Work to be completed. Which lines in the records below contain the string "target"? Report each of those lines in full.

Records shown.
####################

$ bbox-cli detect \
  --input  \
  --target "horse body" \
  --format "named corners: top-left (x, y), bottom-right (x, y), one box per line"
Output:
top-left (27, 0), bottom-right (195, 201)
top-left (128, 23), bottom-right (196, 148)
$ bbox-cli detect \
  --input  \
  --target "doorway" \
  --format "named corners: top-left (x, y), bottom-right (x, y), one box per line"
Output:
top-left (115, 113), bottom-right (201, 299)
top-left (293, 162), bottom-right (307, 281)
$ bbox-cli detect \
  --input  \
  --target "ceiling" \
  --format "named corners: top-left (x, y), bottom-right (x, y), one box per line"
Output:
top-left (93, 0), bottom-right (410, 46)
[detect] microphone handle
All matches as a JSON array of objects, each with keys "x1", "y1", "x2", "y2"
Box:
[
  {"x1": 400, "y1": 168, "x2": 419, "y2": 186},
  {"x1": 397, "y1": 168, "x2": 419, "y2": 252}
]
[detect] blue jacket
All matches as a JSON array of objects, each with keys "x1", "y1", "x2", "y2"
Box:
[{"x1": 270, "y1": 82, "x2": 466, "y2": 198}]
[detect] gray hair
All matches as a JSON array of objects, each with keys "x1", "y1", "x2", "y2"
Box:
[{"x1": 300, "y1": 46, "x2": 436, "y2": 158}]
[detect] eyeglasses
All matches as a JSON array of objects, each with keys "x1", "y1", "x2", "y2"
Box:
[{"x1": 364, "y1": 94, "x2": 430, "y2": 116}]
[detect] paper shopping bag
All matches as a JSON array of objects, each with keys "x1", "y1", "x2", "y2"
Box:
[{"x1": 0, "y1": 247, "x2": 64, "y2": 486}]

####################

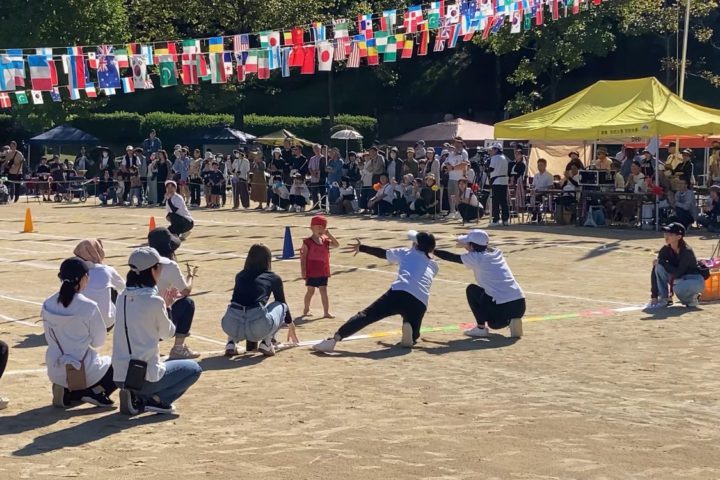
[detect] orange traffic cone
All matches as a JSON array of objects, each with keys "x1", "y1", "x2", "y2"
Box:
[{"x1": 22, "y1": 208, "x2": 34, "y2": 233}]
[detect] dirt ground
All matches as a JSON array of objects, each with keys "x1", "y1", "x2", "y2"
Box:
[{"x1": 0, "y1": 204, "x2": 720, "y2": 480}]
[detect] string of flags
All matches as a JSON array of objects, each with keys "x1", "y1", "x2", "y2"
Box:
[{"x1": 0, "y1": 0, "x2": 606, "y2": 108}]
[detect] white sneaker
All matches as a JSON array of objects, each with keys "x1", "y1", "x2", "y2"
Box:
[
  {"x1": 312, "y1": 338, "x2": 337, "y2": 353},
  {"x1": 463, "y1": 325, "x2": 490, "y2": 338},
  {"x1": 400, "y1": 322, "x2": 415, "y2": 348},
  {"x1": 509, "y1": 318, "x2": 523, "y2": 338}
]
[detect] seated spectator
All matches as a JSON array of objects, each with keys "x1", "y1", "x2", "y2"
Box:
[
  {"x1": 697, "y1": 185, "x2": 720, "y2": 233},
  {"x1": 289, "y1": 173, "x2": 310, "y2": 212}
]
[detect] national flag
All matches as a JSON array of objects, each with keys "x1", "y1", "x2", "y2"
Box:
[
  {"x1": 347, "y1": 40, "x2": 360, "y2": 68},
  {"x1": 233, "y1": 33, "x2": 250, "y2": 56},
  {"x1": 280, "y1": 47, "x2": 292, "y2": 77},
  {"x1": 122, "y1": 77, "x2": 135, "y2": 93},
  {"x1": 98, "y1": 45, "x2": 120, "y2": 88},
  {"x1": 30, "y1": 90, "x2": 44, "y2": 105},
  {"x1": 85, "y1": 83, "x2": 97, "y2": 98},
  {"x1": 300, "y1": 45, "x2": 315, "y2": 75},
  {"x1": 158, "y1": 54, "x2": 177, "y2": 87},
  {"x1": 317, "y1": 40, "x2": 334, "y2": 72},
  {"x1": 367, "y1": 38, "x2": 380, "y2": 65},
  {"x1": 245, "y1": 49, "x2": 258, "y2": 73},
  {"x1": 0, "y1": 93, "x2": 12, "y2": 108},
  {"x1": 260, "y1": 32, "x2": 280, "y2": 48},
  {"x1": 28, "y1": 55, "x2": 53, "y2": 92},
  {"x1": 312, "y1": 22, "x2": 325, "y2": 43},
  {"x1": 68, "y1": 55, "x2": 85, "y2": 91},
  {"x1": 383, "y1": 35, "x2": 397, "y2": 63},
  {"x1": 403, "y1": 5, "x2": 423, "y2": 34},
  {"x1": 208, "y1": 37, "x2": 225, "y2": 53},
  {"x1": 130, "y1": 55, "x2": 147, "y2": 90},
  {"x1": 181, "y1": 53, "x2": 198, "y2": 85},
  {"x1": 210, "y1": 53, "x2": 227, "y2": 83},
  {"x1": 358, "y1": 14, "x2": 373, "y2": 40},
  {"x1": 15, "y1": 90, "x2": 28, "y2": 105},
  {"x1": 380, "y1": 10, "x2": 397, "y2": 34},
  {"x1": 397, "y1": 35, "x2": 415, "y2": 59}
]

####################

Task result.
  --target "horse body" \
  --target "doorway" \
  --target "ceiling" \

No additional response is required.